Sobre todo lo anterior —y sobre las famosas tres leyes de Asimov— reflexiona una película preciosa que estrenó Warner Bros en 1999 y que fue un rotundo fracaso en taquilla (apenas recaudó la mitad de lo que había costado la producción). La dirigía un cineasta debutante, Brad Bird, entonces no lo conocía casi nadie, pero no solo se llevó varios Annie con esta película, sino que más tarde ganaría algunos Premios Oscar por ejemplo con Ratatouille.

La cinta se basaba en una novela de ciencia ficción, escrita por un poeta famosísimo y premiadísimo, Ted Hughes, que además de grandísimo poeta, era autor de libros infantiles, marido de la poeta Sylvia Plath y pareja de la también poeta Assia Wevill (lee la historia Asesinar en silencio). La había publicado en 1968, cinco años después del suicidio de Plath, con ilustraciones preciosas de George Adamson y se dice que la dedicó a sus dos hijos, Frida y Nicholas. El Hombre de Hierro (The Iron Man) contaba, en cinco relatos (en cinco noches, decía el subtítulo), la historia de un niño que encontraba en el bosque un enorme alienígena metálico, procedente del espacio exterior, un ser herido en su caída, desgarbado y bastante destrozón, pero capaz de arreglarse a sí mismo, un ser que, obviamente, acabaría encariñándose con el pequeño protagonista.

La novela infantil El gigante de hierro, un título modificado en el último momento por el editor para no causar equívocos con el ya entonces famosísimo superhéroe Iron Man de Marvel Comics, fue la semilla para la película de animación.

Su protagonista, Hogarth Hughes (el director quiso homenajear al autor original del texto dando su apellido al protagonista) es un niño de 9 años que adora los tebeos y las películas de serie B, que sueña con marcianos e invasiones de ultracuerpos y desfila ante el espejo con su escopeta de juguete. Su padre, un piloto del Air Force, ha muerto en la Guerra de Corea, así que vive solo con su madre -que trabaja como una mula, de camarera- en una casita cerca de la ciudad de Rockwell, Maine.

***

Problema planteado 1
Anota todas las personas que el texto sobre la película El gigante de hierro presenta como poetas.

Datos del ejercicio

***

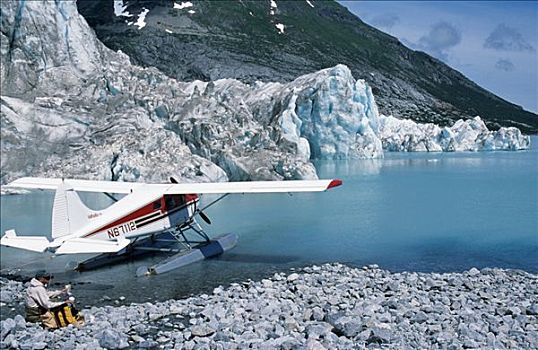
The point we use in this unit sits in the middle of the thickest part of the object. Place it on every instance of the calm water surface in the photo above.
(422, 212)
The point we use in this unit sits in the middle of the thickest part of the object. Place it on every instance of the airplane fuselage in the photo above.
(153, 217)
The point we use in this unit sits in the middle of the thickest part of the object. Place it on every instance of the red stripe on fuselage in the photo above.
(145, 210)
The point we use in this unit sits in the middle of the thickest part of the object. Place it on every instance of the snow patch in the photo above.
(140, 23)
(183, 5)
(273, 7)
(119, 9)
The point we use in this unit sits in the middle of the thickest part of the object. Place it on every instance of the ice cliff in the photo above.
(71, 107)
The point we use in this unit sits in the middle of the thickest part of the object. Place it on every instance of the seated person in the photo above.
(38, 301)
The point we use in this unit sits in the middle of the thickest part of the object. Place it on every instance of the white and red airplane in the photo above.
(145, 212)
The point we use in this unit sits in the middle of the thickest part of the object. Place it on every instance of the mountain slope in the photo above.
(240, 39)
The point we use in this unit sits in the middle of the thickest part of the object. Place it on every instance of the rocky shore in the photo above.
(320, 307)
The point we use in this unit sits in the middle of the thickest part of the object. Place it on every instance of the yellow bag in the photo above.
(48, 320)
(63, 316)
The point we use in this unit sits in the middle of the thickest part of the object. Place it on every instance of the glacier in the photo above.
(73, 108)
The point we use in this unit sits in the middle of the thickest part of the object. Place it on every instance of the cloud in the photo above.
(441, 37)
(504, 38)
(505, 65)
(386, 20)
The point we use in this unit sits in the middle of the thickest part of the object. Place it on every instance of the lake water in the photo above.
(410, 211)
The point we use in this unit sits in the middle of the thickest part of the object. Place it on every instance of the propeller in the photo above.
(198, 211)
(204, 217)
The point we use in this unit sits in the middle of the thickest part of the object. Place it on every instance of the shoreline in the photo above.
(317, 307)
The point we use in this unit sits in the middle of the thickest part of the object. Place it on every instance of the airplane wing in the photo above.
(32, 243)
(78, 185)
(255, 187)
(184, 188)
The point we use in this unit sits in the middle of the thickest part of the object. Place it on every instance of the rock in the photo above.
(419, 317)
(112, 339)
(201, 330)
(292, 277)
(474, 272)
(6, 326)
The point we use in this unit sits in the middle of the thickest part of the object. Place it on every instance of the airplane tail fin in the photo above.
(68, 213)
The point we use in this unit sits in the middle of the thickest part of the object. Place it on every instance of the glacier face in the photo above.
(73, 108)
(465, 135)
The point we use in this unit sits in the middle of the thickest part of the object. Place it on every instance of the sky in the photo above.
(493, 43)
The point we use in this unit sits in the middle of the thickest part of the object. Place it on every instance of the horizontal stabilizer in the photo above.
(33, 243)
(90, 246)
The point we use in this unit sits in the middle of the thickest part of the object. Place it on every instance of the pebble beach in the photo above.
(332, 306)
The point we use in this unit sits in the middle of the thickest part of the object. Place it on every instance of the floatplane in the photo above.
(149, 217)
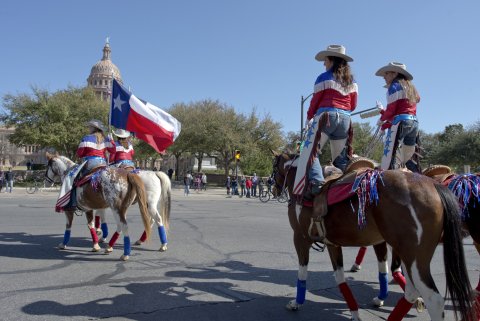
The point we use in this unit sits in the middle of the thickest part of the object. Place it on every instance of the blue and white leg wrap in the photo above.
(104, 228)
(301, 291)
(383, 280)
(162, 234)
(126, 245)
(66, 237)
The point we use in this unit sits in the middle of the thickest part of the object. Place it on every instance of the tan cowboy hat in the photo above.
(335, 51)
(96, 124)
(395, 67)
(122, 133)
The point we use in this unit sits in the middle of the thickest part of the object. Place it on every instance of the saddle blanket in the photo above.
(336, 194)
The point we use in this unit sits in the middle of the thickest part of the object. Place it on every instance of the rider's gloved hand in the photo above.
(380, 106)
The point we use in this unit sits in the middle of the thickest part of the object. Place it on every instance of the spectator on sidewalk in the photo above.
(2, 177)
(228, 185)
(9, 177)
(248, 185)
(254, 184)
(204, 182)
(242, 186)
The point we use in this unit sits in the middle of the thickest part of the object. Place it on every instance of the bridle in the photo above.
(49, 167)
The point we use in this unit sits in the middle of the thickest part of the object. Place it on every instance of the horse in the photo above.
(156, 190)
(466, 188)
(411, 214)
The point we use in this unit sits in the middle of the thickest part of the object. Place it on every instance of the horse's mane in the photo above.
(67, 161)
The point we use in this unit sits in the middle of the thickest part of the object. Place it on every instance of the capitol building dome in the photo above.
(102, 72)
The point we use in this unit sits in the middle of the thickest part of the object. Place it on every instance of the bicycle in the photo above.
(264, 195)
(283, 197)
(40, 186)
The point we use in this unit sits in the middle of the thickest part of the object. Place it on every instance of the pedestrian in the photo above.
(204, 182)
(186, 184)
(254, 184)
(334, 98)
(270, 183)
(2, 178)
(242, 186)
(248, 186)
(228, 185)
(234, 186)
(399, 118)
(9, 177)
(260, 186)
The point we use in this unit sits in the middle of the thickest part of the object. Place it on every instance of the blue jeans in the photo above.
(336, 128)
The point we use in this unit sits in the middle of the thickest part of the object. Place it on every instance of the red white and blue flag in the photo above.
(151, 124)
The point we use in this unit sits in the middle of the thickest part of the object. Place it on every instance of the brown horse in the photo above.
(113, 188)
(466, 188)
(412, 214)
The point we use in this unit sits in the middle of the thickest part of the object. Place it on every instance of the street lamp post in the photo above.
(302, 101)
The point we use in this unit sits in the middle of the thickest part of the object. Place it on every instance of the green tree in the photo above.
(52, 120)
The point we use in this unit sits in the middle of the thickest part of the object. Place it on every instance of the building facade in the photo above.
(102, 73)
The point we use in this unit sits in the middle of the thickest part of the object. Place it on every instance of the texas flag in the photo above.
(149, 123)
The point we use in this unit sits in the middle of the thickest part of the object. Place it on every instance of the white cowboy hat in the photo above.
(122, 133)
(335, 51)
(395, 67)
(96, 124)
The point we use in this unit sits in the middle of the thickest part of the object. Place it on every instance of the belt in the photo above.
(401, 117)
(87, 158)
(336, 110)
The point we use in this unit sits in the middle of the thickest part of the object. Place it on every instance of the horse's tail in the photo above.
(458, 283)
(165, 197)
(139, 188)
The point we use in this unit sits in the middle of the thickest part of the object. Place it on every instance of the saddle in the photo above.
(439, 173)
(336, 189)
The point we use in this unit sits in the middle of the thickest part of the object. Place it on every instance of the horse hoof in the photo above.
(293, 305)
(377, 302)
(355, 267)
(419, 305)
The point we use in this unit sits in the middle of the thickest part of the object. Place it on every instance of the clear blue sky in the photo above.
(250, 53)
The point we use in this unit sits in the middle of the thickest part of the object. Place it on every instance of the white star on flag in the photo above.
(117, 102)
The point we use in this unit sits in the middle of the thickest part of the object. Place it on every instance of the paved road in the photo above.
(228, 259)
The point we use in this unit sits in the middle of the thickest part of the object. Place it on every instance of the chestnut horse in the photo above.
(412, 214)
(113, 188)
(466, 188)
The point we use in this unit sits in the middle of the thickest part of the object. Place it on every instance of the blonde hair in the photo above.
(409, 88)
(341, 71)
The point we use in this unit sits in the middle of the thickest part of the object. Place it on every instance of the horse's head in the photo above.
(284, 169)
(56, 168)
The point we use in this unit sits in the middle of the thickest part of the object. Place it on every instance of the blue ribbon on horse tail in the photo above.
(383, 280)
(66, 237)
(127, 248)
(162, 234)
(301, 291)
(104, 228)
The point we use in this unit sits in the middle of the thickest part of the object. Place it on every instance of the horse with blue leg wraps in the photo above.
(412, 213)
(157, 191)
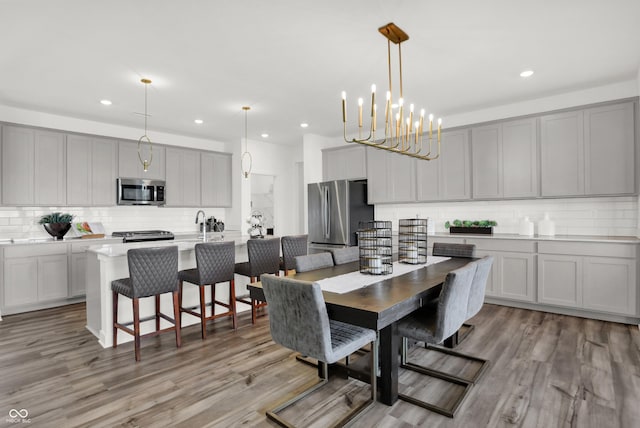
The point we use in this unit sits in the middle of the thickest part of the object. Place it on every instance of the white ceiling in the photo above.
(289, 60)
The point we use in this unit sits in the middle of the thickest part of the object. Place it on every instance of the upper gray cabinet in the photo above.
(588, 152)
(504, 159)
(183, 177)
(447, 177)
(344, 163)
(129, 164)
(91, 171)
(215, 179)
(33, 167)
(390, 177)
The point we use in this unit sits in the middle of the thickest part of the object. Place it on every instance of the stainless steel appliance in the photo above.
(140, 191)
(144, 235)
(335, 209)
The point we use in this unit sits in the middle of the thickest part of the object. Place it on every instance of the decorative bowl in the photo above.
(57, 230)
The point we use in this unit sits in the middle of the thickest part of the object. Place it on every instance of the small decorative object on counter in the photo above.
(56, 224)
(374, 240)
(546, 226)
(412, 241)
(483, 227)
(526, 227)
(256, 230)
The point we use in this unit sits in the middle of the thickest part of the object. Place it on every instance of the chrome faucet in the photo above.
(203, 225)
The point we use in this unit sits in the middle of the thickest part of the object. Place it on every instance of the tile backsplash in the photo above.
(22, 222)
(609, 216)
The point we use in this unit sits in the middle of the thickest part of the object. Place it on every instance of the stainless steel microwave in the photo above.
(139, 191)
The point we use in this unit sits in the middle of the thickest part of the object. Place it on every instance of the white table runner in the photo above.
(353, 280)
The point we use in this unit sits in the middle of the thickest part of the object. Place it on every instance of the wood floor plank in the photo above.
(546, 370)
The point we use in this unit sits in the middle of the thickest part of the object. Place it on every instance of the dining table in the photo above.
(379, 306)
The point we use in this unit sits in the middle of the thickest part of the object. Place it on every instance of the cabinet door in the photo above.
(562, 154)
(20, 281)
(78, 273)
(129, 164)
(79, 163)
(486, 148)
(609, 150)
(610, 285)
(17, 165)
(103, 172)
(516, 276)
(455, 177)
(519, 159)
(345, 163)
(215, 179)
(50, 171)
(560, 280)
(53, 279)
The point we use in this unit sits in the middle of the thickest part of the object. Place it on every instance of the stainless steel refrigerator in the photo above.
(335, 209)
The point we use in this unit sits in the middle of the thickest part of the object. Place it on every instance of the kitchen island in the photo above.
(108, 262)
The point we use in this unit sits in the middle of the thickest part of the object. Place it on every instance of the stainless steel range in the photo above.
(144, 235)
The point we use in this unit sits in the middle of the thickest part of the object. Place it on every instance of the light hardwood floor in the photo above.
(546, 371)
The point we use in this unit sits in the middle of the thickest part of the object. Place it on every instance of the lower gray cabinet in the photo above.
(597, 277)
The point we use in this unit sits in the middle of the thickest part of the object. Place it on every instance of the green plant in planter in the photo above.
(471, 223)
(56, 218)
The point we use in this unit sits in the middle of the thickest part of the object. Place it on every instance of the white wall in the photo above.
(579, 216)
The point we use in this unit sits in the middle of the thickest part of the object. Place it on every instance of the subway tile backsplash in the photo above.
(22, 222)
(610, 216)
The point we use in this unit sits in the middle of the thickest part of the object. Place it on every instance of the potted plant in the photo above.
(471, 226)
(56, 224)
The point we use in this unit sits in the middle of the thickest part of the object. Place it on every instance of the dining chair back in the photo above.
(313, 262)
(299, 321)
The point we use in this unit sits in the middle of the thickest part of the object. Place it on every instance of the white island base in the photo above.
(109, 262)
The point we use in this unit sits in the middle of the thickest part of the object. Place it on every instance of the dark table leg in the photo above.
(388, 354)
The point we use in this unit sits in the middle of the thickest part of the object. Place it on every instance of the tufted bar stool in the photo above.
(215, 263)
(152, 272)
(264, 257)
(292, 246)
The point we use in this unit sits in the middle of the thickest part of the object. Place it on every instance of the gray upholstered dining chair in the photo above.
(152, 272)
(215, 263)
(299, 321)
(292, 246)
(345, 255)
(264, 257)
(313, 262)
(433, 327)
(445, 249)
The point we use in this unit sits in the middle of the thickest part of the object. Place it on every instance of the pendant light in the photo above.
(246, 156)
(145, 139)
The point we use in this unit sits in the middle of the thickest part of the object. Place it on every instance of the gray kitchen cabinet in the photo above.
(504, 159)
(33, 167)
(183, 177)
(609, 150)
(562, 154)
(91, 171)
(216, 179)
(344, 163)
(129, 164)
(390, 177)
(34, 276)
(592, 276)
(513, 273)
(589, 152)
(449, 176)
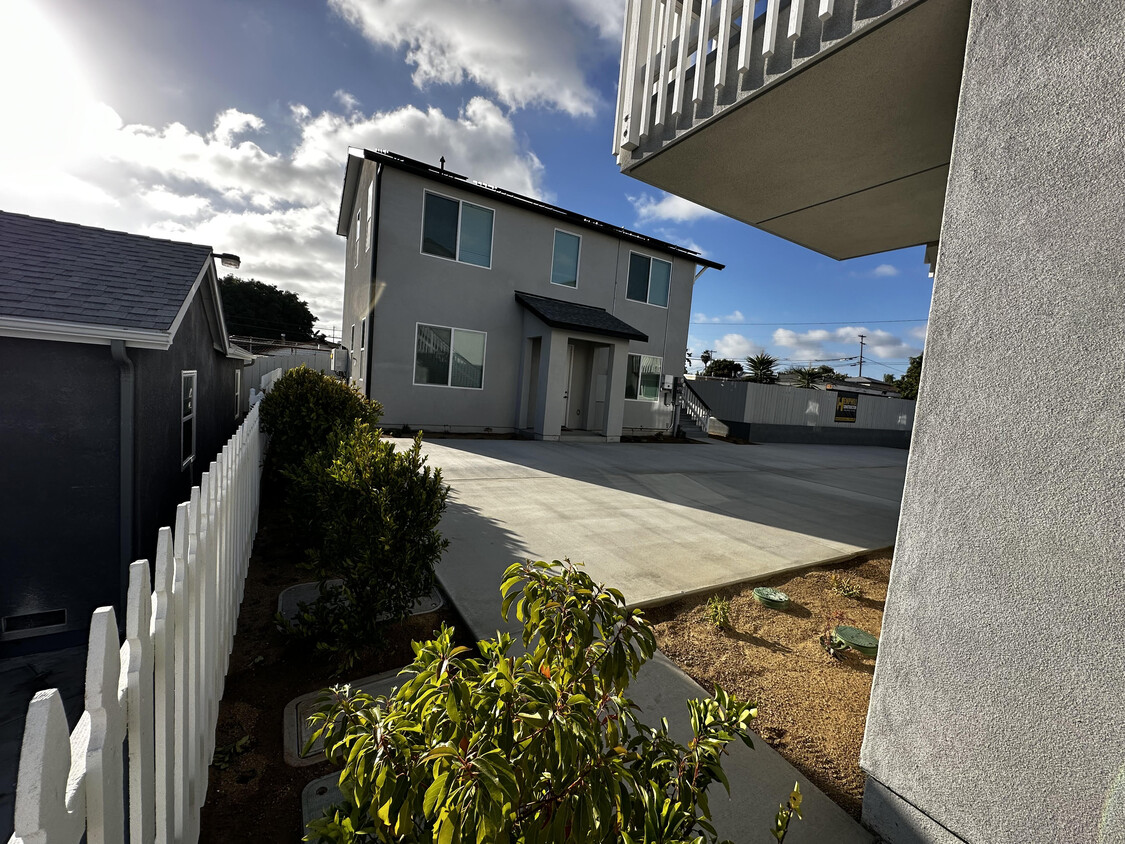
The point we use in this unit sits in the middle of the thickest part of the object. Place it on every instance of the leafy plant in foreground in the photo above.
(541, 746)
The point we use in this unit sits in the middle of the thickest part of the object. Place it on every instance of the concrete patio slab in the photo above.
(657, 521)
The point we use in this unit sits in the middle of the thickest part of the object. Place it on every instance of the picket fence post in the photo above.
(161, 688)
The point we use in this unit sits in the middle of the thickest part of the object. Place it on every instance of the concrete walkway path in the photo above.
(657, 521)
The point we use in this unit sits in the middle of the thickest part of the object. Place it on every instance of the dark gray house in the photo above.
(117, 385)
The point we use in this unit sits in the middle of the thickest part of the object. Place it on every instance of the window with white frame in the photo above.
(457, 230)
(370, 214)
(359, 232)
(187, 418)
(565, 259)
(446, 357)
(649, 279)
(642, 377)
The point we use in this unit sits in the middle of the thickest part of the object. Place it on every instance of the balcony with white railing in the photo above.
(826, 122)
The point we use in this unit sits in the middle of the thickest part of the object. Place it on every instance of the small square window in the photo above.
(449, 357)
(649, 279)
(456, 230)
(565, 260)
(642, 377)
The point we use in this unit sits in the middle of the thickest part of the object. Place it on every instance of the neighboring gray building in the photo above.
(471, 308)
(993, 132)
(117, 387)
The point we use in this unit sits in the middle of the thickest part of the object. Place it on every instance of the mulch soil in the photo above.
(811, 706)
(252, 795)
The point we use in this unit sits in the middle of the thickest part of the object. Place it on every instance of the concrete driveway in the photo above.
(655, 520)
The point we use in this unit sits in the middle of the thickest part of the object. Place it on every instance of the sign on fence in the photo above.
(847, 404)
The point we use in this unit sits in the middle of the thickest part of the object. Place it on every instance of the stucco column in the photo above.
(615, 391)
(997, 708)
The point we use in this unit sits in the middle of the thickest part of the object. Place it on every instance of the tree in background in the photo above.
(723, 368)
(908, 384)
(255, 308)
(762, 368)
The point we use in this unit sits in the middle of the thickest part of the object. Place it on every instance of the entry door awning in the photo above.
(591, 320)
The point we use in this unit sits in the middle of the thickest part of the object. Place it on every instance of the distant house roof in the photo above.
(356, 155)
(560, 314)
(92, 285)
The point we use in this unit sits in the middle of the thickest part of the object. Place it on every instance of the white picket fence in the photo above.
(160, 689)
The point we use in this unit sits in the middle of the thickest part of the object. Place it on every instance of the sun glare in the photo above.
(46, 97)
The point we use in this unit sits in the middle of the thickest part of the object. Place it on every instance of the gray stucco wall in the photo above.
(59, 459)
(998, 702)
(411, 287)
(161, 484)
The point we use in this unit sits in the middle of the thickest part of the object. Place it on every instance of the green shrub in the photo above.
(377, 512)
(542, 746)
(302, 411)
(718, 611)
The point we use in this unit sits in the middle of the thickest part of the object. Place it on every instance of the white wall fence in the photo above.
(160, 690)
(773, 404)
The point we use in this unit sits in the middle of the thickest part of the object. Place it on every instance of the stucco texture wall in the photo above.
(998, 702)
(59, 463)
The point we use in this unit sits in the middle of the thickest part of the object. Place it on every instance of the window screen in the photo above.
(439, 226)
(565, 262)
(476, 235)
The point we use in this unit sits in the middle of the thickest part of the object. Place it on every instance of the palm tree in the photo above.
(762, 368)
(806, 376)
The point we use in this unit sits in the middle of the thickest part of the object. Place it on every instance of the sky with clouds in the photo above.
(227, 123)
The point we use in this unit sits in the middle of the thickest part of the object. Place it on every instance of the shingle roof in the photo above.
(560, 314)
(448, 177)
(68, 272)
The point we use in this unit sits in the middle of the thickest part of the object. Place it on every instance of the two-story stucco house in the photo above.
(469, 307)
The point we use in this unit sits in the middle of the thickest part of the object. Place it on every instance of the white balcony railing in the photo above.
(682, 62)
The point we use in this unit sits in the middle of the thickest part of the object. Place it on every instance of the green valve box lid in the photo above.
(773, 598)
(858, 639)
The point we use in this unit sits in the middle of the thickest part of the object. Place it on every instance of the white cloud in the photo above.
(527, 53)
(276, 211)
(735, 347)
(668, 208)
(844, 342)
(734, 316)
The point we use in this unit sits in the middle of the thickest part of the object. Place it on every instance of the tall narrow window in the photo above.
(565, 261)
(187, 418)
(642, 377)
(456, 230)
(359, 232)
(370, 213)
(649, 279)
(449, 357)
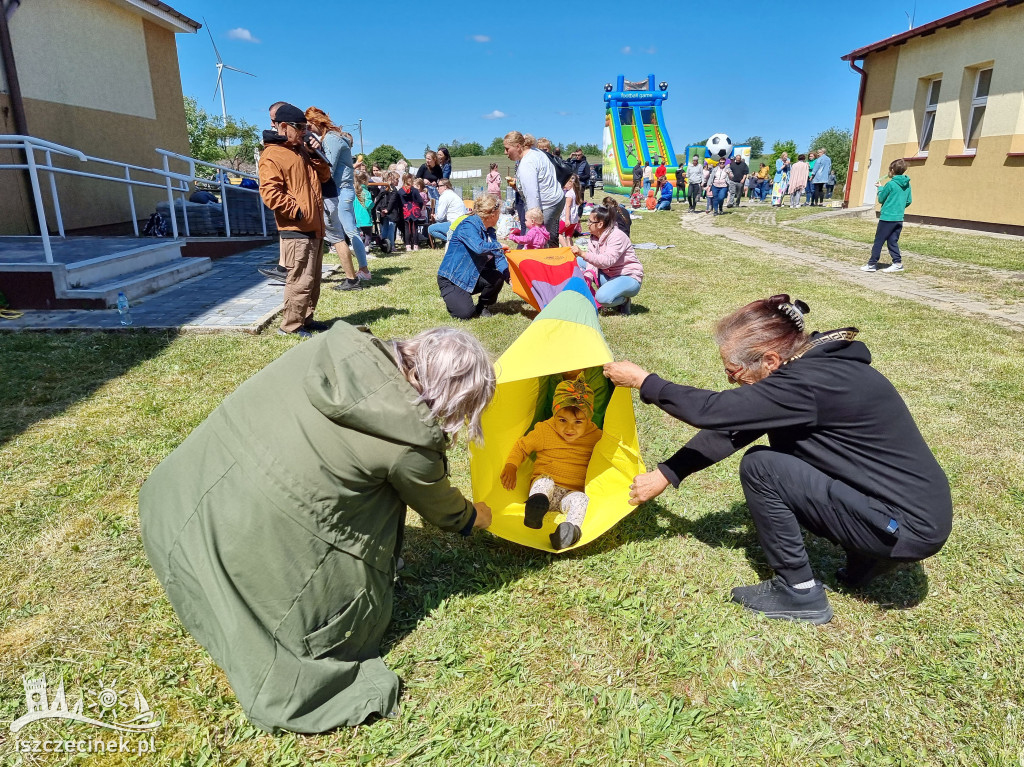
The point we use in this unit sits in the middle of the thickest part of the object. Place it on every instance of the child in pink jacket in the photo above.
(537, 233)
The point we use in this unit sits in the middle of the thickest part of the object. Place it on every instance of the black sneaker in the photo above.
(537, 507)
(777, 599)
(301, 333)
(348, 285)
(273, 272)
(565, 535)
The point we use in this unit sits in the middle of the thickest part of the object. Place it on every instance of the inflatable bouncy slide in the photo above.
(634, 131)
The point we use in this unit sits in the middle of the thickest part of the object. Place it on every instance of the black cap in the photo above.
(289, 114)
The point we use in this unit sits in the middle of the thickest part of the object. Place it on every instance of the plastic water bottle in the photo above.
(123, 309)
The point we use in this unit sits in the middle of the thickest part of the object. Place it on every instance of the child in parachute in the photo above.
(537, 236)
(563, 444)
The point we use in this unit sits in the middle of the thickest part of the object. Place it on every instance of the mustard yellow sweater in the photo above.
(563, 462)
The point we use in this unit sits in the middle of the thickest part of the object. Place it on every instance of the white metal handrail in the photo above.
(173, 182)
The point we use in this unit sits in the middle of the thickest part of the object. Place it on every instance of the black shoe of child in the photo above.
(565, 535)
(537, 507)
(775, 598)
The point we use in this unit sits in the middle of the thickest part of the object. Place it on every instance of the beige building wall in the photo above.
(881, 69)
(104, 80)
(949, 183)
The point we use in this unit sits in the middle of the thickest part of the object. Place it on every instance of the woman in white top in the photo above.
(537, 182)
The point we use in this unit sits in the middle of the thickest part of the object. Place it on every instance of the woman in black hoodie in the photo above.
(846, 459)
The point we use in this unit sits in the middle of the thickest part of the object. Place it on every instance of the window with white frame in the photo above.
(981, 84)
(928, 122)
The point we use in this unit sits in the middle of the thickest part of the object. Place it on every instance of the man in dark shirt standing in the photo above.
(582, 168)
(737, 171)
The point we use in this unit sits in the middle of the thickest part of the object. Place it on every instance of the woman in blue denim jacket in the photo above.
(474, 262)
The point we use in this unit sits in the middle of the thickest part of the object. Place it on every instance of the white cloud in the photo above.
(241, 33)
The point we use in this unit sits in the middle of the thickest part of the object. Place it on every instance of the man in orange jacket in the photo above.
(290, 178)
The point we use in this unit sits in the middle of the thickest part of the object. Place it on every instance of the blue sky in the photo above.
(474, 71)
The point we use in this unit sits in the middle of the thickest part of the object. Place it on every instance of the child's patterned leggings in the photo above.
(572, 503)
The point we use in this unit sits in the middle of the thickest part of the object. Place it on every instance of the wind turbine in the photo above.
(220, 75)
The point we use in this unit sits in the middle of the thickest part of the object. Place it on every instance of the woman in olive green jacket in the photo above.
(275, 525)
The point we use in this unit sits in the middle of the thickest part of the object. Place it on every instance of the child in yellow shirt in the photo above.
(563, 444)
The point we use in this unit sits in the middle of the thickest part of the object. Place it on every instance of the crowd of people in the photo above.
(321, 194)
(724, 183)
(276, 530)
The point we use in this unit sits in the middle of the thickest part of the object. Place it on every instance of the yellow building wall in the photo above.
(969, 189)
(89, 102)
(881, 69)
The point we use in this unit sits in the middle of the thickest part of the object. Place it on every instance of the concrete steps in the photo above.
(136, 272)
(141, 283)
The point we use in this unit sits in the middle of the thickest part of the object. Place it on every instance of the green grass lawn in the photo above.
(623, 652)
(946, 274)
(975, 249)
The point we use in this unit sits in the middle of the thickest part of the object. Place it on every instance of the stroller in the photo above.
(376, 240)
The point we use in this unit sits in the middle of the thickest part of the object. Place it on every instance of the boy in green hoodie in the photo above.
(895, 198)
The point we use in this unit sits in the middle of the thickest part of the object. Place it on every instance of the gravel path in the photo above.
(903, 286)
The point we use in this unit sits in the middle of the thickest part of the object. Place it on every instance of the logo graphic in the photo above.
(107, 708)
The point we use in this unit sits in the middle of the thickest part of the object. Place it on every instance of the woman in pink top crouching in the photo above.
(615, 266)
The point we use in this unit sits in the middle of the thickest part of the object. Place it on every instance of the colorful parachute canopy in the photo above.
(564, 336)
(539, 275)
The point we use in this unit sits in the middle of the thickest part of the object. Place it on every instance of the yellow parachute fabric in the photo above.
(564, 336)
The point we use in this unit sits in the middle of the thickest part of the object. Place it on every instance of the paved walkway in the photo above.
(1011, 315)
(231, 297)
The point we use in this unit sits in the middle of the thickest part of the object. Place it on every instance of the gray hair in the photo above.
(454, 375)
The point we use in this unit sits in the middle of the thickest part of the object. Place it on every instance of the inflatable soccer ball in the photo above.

***

Problema planteado 2
Saca de los registros cada línea en la que aparezca la palabra "glacier".

Respuesta resuelta 1
Ted Hughes, Sylvia Plath y Assia Wevill.

Respuesta resuelta 2
The point we use in this unit sits in the middle of the thickest part of the object. Place it on every instance of the glacier in the photo above.
The point we use in this unit sits in the middle of the thickest part of the object. Place it on every instance of the glacier face in the photo above.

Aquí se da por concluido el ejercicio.